■ PROVIDED DATA ■
####

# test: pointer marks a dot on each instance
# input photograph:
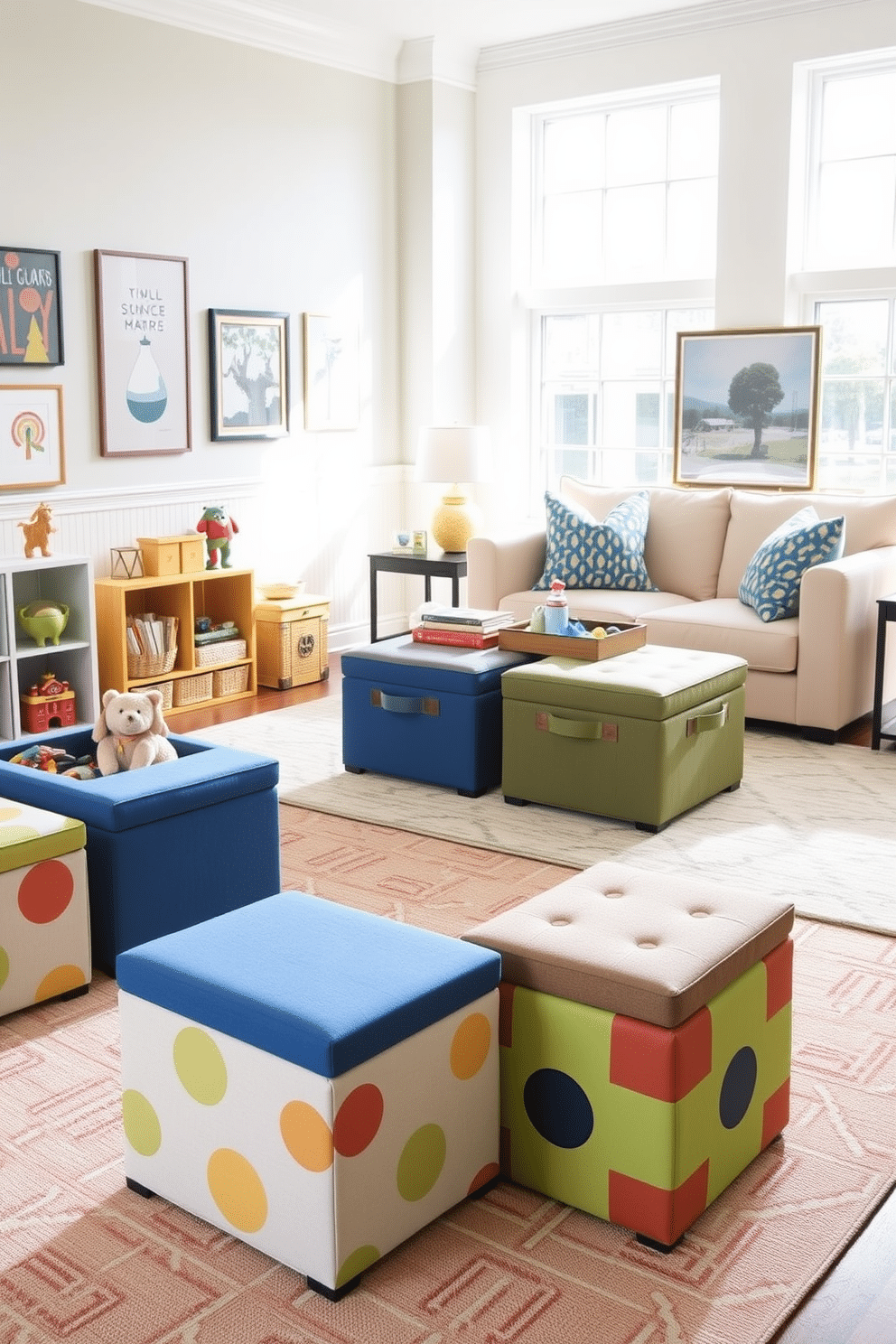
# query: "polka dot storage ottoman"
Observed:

####

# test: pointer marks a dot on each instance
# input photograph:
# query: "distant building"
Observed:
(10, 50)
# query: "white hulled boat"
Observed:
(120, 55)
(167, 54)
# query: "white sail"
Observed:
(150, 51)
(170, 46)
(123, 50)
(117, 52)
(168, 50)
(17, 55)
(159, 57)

####

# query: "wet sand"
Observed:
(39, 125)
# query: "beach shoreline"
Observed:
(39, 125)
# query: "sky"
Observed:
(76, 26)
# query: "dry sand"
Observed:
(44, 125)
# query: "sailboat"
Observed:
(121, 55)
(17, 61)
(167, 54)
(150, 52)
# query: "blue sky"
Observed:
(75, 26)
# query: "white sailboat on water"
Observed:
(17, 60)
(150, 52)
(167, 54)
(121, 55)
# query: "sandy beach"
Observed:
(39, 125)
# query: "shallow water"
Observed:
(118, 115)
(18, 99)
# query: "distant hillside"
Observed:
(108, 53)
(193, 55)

####

■ WORK ITEM ■
How many lines in the entries above hold the string "beach"? Answer with the number and nothing more.

■ OUTPUT ■
2